----- EXTRACTED MATERIAL -----
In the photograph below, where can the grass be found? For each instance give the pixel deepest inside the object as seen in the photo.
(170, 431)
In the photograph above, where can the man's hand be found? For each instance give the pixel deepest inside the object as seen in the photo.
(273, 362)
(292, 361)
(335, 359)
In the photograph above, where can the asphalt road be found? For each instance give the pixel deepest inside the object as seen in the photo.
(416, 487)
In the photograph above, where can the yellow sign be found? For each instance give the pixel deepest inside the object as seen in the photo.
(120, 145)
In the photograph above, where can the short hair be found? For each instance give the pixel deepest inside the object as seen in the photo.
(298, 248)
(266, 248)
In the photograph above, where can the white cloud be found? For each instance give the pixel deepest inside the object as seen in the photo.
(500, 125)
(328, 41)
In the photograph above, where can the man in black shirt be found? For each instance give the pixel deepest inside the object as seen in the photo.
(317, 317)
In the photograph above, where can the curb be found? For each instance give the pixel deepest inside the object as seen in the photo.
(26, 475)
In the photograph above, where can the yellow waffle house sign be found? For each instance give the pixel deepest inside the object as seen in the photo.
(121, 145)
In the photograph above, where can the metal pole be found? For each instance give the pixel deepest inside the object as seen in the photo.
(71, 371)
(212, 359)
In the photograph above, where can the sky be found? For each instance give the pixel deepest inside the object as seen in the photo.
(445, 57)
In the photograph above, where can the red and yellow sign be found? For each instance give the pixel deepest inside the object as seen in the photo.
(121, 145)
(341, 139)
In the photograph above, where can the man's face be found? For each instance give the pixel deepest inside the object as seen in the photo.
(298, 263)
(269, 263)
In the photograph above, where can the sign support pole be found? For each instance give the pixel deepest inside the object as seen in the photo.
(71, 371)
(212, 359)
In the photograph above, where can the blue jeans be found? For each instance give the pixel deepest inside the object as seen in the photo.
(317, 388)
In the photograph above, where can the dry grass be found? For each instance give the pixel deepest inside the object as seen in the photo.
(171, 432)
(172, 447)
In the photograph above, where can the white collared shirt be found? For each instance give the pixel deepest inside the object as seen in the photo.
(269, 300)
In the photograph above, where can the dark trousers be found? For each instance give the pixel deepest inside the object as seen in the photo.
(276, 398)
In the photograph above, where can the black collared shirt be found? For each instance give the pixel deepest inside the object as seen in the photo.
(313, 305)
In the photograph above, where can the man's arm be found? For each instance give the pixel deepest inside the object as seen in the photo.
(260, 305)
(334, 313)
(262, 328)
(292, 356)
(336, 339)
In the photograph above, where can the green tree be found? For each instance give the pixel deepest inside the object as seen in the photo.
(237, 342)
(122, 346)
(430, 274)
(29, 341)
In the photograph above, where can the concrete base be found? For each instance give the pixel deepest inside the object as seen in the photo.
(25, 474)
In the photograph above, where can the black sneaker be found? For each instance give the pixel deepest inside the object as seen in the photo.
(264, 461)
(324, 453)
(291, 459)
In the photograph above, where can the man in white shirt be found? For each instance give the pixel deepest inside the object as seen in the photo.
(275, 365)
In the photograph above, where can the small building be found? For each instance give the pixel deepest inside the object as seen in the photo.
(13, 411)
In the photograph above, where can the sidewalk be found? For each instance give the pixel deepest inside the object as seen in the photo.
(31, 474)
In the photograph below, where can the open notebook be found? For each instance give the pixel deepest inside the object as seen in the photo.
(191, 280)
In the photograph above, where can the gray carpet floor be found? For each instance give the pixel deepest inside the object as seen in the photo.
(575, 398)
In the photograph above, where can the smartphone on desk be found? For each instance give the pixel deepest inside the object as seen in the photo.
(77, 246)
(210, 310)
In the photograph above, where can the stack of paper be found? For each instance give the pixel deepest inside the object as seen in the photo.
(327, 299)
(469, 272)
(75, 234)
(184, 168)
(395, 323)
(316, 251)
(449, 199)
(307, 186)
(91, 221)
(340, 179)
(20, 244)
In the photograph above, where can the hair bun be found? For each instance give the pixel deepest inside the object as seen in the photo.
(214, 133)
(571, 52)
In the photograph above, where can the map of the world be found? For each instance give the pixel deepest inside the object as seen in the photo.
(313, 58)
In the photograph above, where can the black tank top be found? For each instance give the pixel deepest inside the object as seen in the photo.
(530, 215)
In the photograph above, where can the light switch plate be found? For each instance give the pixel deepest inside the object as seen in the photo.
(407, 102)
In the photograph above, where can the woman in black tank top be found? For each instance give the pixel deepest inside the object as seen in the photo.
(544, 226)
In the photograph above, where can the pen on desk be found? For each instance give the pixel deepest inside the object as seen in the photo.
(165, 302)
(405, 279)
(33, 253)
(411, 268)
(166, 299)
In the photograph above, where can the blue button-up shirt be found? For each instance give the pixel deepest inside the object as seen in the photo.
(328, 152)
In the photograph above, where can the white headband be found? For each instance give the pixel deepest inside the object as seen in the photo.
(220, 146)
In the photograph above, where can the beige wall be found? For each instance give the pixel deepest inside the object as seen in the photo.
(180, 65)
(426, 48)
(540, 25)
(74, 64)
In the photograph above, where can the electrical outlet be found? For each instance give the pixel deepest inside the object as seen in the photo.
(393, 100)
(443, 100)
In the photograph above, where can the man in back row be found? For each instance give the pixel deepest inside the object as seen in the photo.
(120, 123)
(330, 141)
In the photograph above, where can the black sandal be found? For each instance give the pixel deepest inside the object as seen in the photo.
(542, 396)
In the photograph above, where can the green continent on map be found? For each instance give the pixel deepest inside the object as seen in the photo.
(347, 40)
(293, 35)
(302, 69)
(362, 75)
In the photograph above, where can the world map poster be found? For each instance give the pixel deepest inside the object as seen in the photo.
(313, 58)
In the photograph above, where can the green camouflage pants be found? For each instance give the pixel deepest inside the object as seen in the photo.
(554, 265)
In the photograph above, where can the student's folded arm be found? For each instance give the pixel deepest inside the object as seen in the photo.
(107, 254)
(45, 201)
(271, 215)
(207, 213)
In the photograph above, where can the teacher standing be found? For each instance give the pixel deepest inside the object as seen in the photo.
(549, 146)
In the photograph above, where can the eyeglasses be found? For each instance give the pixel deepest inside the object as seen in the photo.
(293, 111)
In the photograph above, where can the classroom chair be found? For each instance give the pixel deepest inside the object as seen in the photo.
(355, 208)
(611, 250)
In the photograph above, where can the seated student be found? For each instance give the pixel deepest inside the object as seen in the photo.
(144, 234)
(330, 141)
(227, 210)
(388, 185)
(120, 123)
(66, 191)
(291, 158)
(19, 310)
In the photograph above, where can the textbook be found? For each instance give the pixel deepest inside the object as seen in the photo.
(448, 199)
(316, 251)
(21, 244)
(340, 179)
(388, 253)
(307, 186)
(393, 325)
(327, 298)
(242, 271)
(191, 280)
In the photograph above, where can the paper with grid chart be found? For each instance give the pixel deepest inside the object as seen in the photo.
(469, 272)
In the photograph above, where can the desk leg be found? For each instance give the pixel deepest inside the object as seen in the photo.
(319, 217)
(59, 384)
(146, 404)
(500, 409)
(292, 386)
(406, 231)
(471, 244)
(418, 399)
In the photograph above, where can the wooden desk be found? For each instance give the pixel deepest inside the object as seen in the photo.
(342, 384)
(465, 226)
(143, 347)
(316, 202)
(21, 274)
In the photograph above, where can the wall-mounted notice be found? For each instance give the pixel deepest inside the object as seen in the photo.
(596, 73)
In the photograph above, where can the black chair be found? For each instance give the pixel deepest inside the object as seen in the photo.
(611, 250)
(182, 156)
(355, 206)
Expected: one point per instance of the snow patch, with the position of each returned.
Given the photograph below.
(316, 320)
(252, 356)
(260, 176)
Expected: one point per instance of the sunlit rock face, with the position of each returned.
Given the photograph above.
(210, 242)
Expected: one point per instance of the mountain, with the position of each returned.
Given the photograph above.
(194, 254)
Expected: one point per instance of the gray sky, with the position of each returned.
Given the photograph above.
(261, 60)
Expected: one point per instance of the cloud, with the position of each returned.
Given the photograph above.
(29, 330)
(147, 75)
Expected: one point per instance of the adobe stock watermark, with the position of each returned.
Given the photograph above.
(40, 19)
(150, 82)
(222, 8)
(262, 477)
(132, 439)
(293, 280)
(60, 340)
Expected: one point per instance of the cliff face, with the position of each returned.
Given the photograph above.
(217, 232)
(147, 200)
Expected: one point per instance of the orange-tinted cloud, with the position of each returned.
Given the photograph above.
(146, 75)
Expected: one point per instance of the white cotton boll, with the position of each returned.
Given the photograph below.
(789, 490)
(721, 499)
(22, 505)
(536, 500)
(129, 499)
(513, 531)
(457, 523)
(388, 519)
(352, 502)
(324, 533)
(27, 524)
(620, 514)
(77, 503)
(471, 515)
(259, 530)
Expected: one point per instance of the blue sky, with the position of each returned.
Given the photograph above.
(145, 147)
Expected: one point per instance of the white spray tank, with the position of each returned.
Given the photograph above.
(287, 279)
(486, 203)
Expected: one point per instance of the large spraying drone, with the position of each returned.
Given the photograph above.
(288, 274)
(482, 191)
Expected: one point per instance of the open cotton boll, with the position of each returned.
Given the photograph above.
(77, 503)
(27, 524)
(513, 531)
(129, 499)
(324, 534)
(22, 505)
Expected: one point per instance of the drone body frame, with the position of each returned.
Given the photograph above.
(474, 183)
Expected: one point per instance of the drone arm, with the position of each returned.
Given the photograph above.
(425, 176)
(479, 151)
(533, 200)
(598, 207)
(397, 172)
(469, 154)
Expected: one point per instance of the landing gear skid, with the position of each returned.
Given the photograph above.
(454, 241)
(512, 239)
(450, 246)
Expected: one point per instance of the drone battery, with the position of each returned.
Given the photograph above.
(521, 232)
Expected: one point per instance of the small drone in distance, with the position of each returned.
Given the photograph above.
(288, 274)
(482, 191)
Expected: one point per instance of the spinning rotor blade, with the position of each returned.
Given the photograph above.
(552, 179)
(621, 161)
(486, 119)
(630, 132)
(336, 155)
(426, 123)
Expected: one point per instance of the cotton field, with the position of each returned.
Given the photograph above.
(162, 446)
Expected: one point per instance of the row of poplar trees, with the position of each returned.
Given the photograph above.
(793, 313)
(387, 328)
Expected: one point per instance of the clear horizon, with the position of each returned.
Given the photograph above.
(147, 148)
-----
- TASK DESCRIPTION
Only the lines from the one containing "Expected: one point per instance of the small" to the end of the listing belong in the output, each reproduced exactly.

- FULL RESPONSE
Expected: one point per instance of the small drone in distance, with the position of each returned.
Given the photograph above.
(288, 274)
(482, 191)
Expected: one point per instance of the spinning rotor blade, with the position of each returned.
Given the photograph above.
(552, 179)
(621, 161)
(486, 119)
(630, 132)
(336, 155)
(426, 123)
Expected: one point per instance of the cotton field, with the position of each returned.
Given the photograph above.
(162, 446)
Expected: one point per instance of the row of poplar trees, with the position of each returned.
Given the photograph above.
(793, 313)
(387, 328)
Expected: one point per instance of the clear horizon, with the position of each returned.
Given the photograph above.
(147, 148)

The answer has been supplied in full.